# Extract to read start
Clarke Schmidt Is Spinning in All the Right Places

Tommy Gilligan-USA TODAY Sports

Clarke Schmidt has a thing for spin. This season, there are only 14 breaking pitches in the entire league that average 3,000 rpm or more; Schmidt throws two of them. To find another South Carolina alum with such mastery of spin, you’d have to go all the way back to Andrew Card, who was George W. Bush’s chief of staff during the lead-up to the Iraq War. Schmidt’s breaking balls would fit perfectly in a turn-of-the-century alt-rock milieu, alongside the Spin Doctors, or Lifehouse’s “Spin,” or the Goo Goo Dolls’ Dizzy Up the Girl.

Baseball Savant recently started publishing bat tracking data, and the public sabermetric community is currently working out what this new avalanche of data actually means. So it was in the early days of spin rate: How much is too much, and how little is not enough, and how does it vary pitch by pitch? It took a minute to actually sort this stuff out, and as ever, the characteristics of a pitch don’t matter very much if it’s poorly located.
# Extract to read end
# Excerpted data start
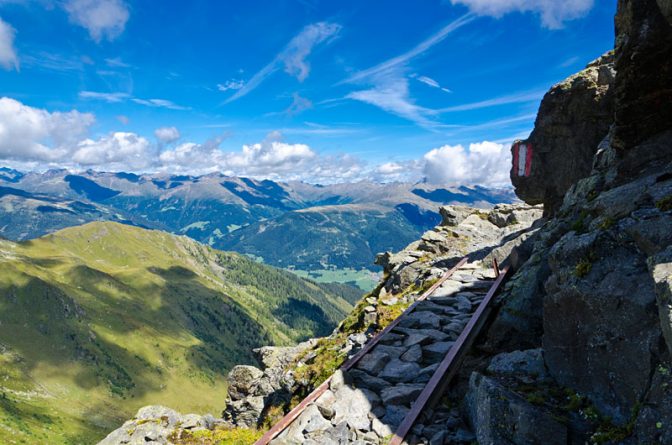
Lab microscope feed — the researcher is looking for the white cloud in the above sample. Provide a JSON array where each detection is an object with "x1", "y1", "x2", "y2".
[
  {"x1": 343, "y1": 14, "x2": 474, "y2": 83},
  {"x1": 154, "y1": 127, "x2": 180, "y2": 144},
  {"x1": 217, "y1": 79, "x2": 245, "y2": 91},
  {"x1": 79, "y1": 91, "x2": 131, "y2": 103},
  {"x1": 285, "y1": 93, "x2": 313, "y2": 116},
  {"x1": 63, "y1": 0, "x2": 129, "y2": 42},
  {"x1": 0, "y1": 18, "x2": 19, "y2": 71},
  {"x1": 416, "y1": 76, "x2": 452, "y2": 93},
  {"x1": 79, "y1": 91, "x2": 190, "y2": 111},
  {"x1": 0, "y1": 97, "x2": 95, "y2": 162},
  {"x1": 105, "y1": 57, "x2": 131, "y2": 68},
  {"x1": 72, "y1": 132, "x2": 155, "y2": 170},
  {"x1": 131, "y1": 97, "x2": 189, "y2": 110},
  {"x1": 0, "y1": 98, "x2": 510, "y2": 186},
  {"x1": 450, "y1": 0, "x2": 594, "y2": 29},
  {"x1": 226, "y1": 22, "x2": 341, "y2": 103},
  {"x1": 346, "y1": 70, "x2": 436, "y2": 127},
  {"x1": 280, "y1": 22, "x2": 341, "y2": 82},
  {"x1": 423, "y1": 141, "x2": 511, "y2": 187},
  {"x1": 341, "y1": 13, "x2": 475, "y2": 128},
  {"x1": 436, "y1": 90, "x2": 546, "y2": 113}
]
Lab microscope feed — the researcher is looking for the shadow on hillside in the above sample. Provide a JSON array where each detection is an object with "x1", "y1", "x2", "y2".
[{"x1": 0, "y1": 266, "x2": 270, "y2": 403}]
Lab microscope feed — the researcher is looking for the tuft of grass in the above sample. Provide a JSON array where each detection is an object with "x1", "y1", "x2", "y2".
[{"x1": 169, "y1": 428, "x2": 263, "y2": 445}]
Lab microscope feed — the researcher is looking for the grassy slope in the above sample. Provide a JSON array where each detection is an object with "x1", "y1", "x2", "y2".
[{"x1": 0, "y1": 223, "x2": 350, "y2": 444}]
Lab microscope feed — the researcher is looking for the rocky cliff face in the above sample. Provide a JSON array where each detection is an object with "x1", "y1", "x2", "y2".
[
  {"x1": 478, "y1": 0, "x2": 672, "y2": 443},
  {"x1": 511, "y1": 52, "x2": 615, "y2": 215},
  {"x1": 97, "y1": 0, "x2": 672, "y2": 445}
]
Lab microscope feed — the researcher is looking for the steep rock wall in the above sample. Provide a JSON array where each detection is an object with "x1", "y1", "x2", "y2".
[{"x1": 511, "y1": 52, "x2": 615, "y2": 215}]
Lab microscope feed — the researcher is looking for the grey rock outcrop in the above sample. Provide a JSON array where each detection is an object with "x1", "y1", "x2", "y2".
[
  {"x1": 511, "y1": 52, "x2": 615, "y2": 215},
  {"x1": 614, "y1": 0, "x2": 672, "y2": 153},
  {"x1": 98, "y1": 405, "x2": 224, "y2": 445},
  {"x1": 222, "y1": 340, "x2": 315, "y2": 428},
  {"x1": 467, "y1": 373, "x2": 568, "y2": 445},
  {"x1": 377, "y1": 204, "x2": 542, "y2": 294}
]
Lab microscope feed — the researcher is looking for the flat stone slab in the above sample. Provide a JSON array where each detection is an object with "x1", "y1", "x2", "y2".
[
  {"x1": 356, "y1": 350, "x2": 391, "y2": 375},
  {"x1": 380, "y1": 384, "x2": 425, "y2": 406},
  {"x1": 422, "y1": 341, "x2": 455, "y2": 361},
  {"x1": 399, "y1": 303, "x2": 444, "y2": 329},
  {"x1": 350, "y1": 369, "x2": 390, "y2": 391},
  {"x1": 401, "y1": 345, "x2": 422, "y2": 363},
  {"x1": 378, "y1": 359, "x2": 420, "y2": 383}
]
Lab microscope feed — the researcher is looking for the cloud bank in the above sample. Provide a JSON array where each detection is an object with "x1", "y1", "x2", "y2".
[
  {"x1": 423, "y1": 141, "x2": 511, "y2": 186},
  {"x1": 0, "y1": 18, "x2": 19, "y2": 71},
  {"x1": 450, "y1": 0, "x2": 595, "y2": 29},
  {"x1": 63, "y1": 0, "x2": 130, "y2": 42},
  {"x1": 0, "y1": 97, "x2": 510, "y2": 186}
]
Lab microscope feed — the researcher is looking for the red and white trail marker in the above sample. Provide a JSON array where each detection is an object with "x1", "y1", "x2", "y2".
[{"x1": 513, "y1": 141, "x2": 533, "y2": 178}]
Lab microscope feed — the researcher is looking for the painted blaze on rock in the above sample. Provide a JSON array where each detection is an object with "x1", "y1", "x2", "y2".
[
  {"x1": 510, "y1": 52, "x2": 615, "y2": 216},
  {"x1": 513, "y1": 141, "x2": 534, "y2": 178}
]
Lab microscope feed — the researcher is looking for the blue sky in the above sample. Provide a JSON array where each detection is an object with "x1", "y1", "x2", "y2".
[{"x1": 0, "y1": 0, "x2": 616, "y2": 183}]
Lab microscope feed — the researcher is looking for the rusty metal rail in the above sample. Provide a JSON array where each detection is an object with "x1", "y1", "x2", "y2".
[
  {"x1": 389, "y1": 262, "x2": 509, "y2": 445},
  {"x1": 254, "y1": 257, "x2": 468, "y2": 445}
]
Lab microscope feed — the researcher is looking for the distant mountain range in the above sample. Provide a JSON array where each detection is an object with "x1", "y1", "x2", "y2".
[
  {"x1": 0, "y1": 220, "x2": 356, "y2": 445},
  {"x1": 0, "y1": 168, "x2": 515, "y2": 270}
]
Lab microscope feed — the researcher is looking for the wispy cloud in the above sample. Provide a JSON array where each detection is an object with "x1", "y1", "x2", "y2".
[
  {"x1": 79, "y1": 91, "x2": 190, "y2": 110},
  {"x1": 450, "y1": 0, "x2": 595, "y2": 29},
  {"x1": 225, "y1": 22, "x2": 341, "y2": 103},
  {"x1": 0, "y1": 18, "x2": 19, "y2": 71},
  {"x1": 346, "y1": 69, "x2": 437, "y2": 128},
  {"x1": 131, "y1": 97, "x2": 189, "y2": 110},
  {"x1": 79, "y1": 91, "x2": 131, "y2": 103},
  {"x1": 436, "y1": 90, "x2": 545, "y2": 113},
  {"x1": 105, "y1": 57, "x2": 131, "y2": 68},
  {"x1": 217, "y1": 79, "x2": 245, "y2": 91},
  {"x1": 285, "y1": 93, "x2": 313, "y2": 116},
  {"x1": 341, "y1": 13, "x2": 476, "y2": 83},
  {"x1": 63, "y1": 0, "x2": 130, "y2": 42},
  {"x1": 415, "y1": 76, "x2": 452, "y2": 93}
]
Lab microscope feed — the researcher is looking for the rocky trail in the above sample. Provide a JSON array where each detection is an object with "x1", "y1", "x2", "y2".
[{"x1": 256, "y1": 258, "x2": 505, "y2": 445}]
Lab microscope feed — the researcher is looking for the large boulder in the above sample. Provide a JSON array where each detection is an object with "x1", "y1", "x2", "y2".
[
  {"x1": 511, "y1": 53, "x2": 615, "y2": 215},
  {"x1": 543, "y1": 230, "x2": 660, "y2": 425},
  {"x1": 98, "y1": 405, "x2": 226, "y2": 445},
  {"x1": 467, "y1": 372, "x2": 567, "y2": 445}
]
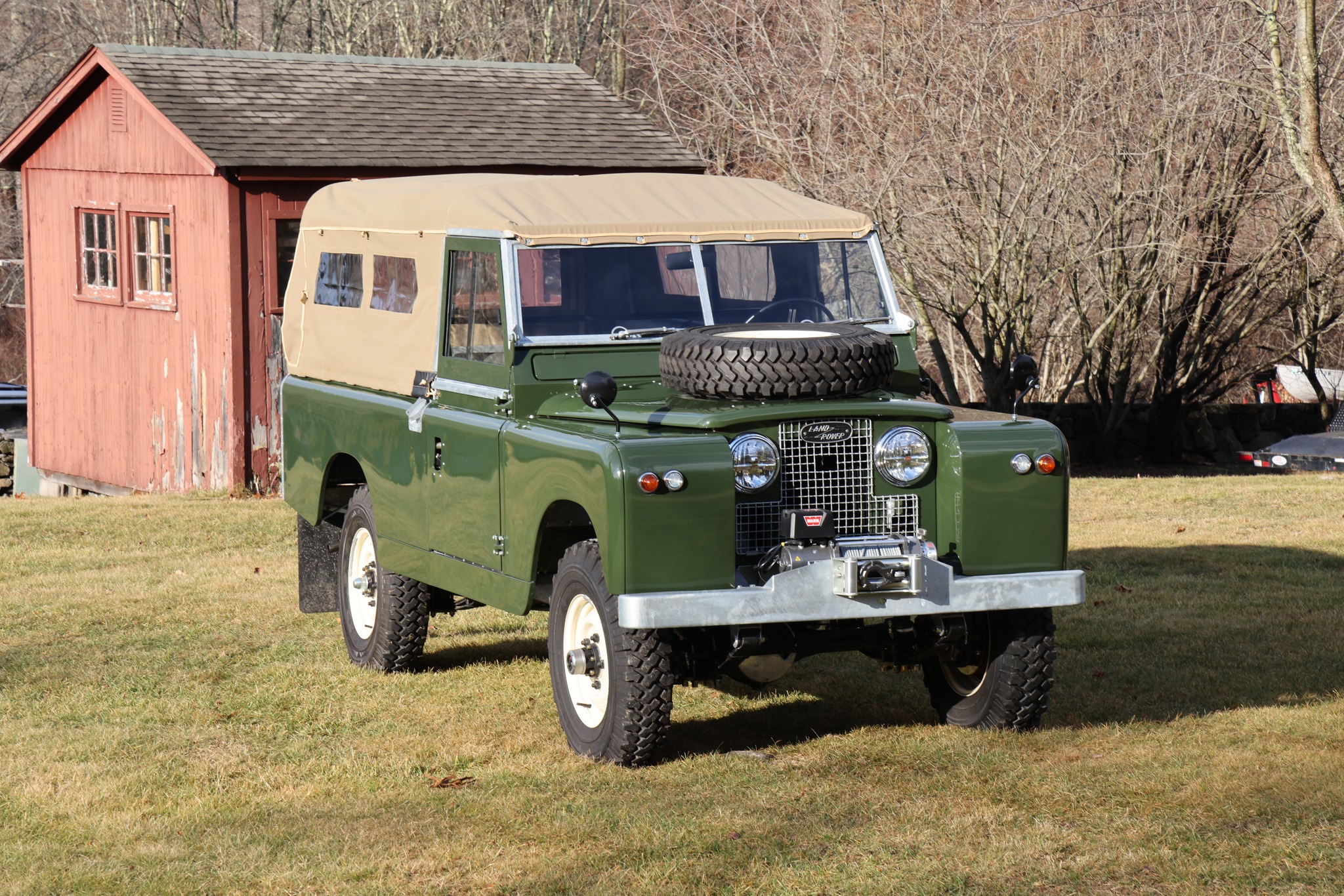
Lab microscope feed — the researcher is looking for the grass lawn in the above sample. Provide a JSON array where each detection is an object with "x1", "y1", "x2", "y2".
[{"x1": 0, "y1": 474, "x2": 1344, "y2": 896}]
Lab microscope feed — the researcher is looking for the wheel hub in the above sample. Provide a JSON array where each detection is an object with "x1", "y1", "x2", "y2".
[
  {"x1": 564, "y1": 632, "x2": 606, "y2": 688},
  {"x1": 345, "y1": 527, "x2": 377, "y2": 638},
  {"x1": 938, "y1": 624, "x2": 989, "y2": 697},
  {"x1": 560, "y1": 594, "x2": 610, "y2": 728}
]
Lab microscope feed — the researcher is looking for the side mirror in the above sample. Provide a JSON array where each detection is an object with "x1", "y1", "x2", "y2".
[
  {"x1": 1008, "y1": 355, "x2": 1040, "y2": 420},
  {"x1": 579, "y1": 371, "x2": 621, "y2": 438},
  {"x1": 1008, "y1": 355, "x2": 1036, "y2": 392}
]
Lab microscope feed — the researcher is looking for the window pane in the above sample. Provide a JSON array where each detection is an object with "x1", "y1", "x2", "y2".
[
  {"x1": 517, "y1": 245, "x2": 704, "y2": 336},
  {"x1": 313, "y1": 253, "x2": 364, "y2": 308},
  {"x1": 472, "y1": 260, "x2": 504, "y2": 364},
  {"x1": 703, "y1": 241, "x2": 887, "y2": 324},
  {"x1": 446, "y1": 251, "x2": 476, "y2": 359},
  {"x1": 368, "y1": 255, "x2": 419, "y2": 314},
  {"x1": 276, "y1": 220, "x2": 299, "y2": 301}
]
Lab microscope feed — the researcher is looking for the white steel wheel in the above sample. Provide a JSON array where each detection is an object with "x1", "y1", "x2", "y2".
[
  {"x1": 345, "y1": 527, "x2": 377, "y2": 638},
  {"x1": 562, "y1": 594, "x2": 612, "y2": 728}
]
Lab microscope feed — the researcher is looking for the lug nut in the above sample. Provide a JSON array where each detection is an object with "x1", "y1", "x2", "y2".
[{"x1": 564, "y1": 647, "x2": 587, "y2": 676}]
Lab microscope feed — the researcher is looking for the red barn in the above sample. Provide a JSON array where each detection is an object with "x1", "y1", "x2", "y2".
[{"x1": 0, "y1": 45, "x2": 704, "y2": 493}]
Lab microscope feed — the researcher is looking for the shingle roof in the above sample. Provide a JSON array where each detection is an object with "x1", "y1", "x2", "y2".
[{"x1": 98, "y1": 45, "x2": 704, "y2": 171}]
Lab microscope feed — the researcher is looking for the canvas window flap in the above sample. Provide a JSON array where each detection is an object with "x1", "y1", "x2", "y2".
[{"x1": 282, "y1": 230, "x2": 444, "y2": 395}]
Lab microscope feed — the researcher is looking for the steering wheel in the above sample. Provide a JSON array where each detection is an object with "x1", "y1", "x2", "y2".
[{"x1": 745, "y1": 298, "x2": 836, "y2": 324}]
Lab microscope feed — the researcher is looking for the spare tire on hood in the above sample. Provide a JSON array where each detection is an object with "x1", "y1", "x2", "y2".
[{"x1": 659, "y1": 324, "x2": 896, "y2": 399}]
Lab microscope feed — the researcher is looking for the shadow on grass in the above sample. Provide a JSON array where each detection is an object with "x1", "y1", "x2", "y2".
[
  {"x1": 415, "y1": 636, "x2": 545, "y2": 672},
  {"x1": 425, "y1": 545, "x2": 1344, "y2": 758}
]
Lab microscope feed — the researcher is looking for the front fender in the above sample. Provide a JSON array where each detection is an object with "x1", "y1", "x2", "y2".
[{"x1": 500, "y1": 422, "x2": 625, "y2": 594}]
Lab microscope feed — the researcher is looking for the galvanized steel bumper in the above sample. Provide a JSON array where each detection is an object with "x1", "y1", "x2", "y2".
[{"x1": 618, "y1": 560, "x2": 1085, "y2": 628}]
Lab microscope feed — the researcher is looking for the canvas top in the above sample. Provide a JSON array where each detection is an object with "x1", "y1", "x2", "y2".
[{"x1": 304, "y1": 172, "x2": 872, "y2": 245}]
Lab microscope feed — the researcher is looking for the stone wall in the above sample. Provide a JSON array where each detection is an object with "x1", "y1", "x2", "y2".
[{"x1": 1021, "y1": 404, "x2": 1325, "y2": 464}]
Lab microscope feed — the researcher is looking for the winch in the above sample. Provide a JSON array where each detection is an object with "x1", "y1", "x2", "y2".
[{"x1": 777, "y1": 509, "x2": 938, "y2": 598}]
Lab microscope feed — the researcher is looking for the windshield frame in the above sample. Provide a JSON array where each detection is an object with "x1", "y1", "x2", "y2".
[{"x1": 500, "y1": 231, "x2": 914, "y2": 346}]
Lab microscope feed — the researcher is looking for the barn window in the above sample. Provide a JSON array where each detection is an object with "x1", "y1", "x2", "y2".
[
  {"x1": 445, "y1": 251, "x2": 504, "y2": 364},
  {"x1": 368, "y1": 255, "x2": 419, "y2": 314},
  {"x1": 313, "y1": 253, "x2": 364, "y2": 308},
  {"x1": 78, "y1": 208, "x2": 121, "y2": 302},
  {"x1": 128, "y1": 214, "x2": 173, "y2": 305}
]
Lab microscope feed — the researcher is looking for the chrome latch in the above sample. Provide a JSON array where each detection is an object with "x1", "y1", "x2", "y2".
[{"x1": 406, "y1": 397, "x2": 429, "y2": 432}]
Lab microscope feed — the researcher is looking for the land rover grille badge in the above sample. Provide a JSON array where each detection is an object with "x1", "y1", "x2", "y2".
[{"x1": 799, "y1": 420, "x2": 853, "y2": 443}]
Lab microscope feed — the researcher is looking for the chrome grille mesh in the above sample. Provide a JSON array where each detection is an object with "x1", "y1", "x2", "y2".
[{"x1": 736, "y1": 419, "x2": 919, "y2": 556}]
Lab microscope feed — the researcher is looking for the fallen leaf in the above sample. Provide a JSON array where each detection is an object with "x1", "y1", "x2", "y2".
[{"x1": 429, "y1": 775, "x2": 476, "y2": 790}]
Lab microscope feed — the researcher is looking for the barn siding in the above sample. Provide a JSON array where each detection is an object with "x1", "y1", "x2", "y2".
[
  {"x1": 26, "y1": 75, "x2": 214, "y2": 174},
  {"x1": 243, "y1": 180, "x2": 316, "y2": 491},
  {"x1": 23, "y1": 82, "x2": 242, "y2": 491}
]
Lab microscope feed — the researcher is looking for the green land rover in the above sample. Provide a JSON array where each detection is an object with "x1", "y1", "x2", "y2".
[{"x1": 282, "y1": 173, "x2": 1083, "y2": 764}]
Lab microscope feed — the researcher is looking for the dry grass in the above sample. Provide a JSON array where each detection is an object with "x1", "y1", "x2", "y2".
[{"x1": 0, "y1": 476, "x2": 1344, "y2": 896}]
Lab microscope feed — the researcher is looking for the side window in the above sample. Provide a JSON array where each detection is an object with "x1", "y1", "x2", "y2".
[
  {"x1": 79, "y1": 209, "x2": 121, "y2": 301},
  {"x1": 444, "y1": 250, "x2": 504, "y2": 364},
  {"x1": 127, "y1": 215, "x2": 173, "y2": 305},
  {"x1": 313, "y1": 253, "x2": 364, "y2": 308},
  {"x1": 368, "y1": 255, "x2": 419, "y2": 314}
]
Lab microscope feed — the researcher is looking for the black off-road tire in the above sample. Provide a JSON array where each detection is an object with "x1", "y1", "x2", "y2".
[
  {"x1": 547, "y1": 540, "x2": 676, "y2": 765},
  {"x1": 923, "y1": 609, "x2": 1055, "y2": 731},
  {"x1": 659, "y1": 324, "x2": 895, "y2": 400},
  {"x1": 337, "y1": 485, "x2": 431, "y2": 672}
]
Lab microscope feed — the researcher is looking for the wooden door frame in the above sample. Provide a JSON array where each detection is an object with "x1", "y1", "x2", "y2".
[{"x1": 261, "y1": 208, "x2": 308, "y2": 314}]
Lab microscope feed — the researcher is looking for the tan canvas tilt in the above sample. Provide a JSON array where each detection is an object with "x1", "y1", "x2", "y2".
[{"x1": 284, "y1": 173, "x2": 872, "y2": 394}]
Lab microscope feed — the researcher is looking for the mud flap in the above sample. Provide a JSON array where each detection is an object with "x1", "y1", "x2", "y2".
[{"x1": 296, "y1": 514, "x2": 340, "y2": 613}]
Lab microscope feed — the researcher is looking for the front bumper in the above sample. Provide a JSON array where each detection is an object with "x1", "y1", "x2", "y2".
[{"x1": 618, "y1": 559, "x2": 1085, "y2": 628}]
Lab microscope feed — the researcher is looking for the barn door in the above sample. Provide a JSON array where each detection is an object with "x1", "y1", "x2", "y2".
[{"x1": 243, "y1": 184, "x2": 307, "y2": 492}]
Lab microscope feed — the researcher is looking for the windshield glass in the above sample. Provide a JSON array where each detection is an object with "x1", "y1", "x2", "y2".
[
  {"x1": 703, "y1": 241, "x2": 887, "y2": 324},
  {"x1": 517, "y1": 245, "x2": 704, "y2": 336}
]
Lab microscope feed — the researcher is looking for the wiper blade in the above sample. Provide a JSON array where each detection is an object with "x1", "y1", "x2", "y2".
[{"x1": 612, "y1": 327, "x2": 681, "y2": 338}]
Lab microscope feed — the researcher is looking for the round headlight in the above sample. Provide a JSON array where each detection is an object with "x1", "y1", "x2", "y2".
[
  {"x1": 872, "y1": 427, "x2": 933, "y2": 485},
  {"x1": 728, "y1": 432, "x2": 780, "y2": 492}
]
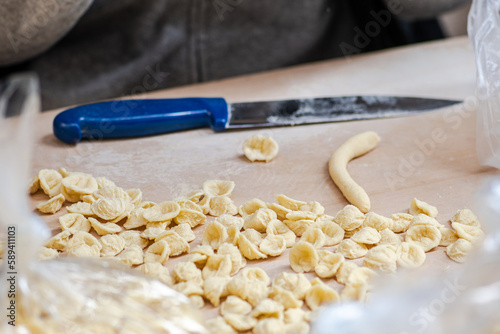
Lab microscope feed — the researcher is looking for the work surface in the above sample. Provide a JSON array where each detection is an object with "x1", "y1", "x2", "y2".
[{"x1": 27, "y1": 38, "x2": 499, "y2": 324}]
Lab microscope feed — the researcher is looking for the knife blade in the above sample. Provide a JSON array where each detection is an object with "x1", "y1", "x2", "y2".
[{"x1": 53, "y1": 96, "x2": 461, "y2": 143}]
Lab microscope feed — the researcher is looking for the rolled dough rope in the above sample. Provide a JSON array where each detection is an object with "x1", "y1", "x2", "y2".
[{"x1": 328, "y1": 131, "x2": 380, "y2": 213}]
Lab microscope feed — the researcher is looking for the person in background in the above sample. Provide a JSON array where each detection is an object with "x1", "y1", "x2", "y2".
[{"x1": 0, "y1": 0, "x2": 467, "y2": 110}]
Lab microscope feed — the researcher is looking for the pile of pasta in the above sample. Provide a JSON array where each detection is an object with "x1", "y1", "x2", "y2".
[{"x1": 20, "y1": 169, "x2": 483, "y2": 334}]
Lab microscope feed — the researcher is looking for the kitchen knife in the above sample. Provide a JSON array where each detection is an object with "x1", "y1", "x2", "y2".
[{"x1": 53, "y1": 96, "x2": 461, "y2": 143}]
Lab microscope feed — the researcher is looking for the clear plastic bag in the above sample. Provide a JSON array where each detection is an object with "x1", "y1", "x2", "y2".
[
  {"x1": 313, "y1": 179, "x2": 500, "y2": 334},
  {"x1": 0, "y1": 75, "x2": 208, "y2": 334},
  {"x1": 468, "y1": 0, "x2": 500, "y2": 168}
]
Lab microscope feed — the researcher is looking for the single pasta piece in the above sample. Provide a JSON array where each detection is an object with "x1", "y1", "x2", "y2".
[
  {"x1": 36, "y1": 194, "x2": 65, "y2": 214},
  {"x1": 243, "y1": 135, "x2": 279, "y2": 162},
  {"x1": 409, "y1": 198, "x2": 438, "y2": 218},
  {"x1": 446, "y1": 239, "x2": 473, "y2": 263},
  {"x1": 328, "y1": 131, "x2": 380, "y2": 213}
]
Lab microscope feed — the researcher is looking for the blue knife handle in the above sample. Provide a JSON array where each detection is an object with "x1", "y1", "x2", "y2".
[{"x1": 53, "y1": 97, "x2": 229, "y2": 144}]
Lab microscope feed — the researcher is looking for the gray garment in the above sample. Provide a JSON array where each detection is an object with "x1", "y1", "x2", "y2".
# Excerpted data end
■ What is asked ■
1. In the Clarke Schmidt article, how many breaking pitches in the league average 3,000 rpm or more this season?
2. Repeat the Clarke Schmidt article word for word from "Clarke Schmidt Is" to "Up the Girl.".

■ Answers to each task ■
1. Fourteen, and Schmidt throws two of them.

2.
Clarke Schmidt Is Spinning in All the Right Places

Tommy Gilligan-USA TODAY Sports

Clarke Schmidt has a thing for spin. This season, there are only 14 breaking pitches in the entire league that average 3,000 rpm or more; Schmidt throws two of them. To find another South Carolina alum with such mastery of spin, you’d have to go all the way back to Andrew Card, who was George W. Bush’s chief of staff during the lead-up to the Iraq War. Schmidt’s breaking balls would fit perfectly in a turn-of-the-century alt-rock milieu, alongside the Spin Doctors, or Lifehouse’s “Spin,” or the Goo Goo Dolls’ Dizzy Up the Girl.